▶ _What to produce_:
Reproduce each of the rows below word for word, with every line kept unchanged.

▶ _Records for the task_:
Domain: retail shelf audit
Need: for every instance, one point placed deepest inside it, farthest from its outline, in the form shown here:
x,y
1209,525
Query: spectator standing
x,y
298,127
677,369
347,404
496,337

▶ _Reply to the exercise_:
Domain: retail shelf audit
Need: for every instance, one point placed deepest inside it, farthest from its outline, in the form shown here:
x,y
1209,525
Query: spectator standing
x,y
298,127
677,369
347,404
496,337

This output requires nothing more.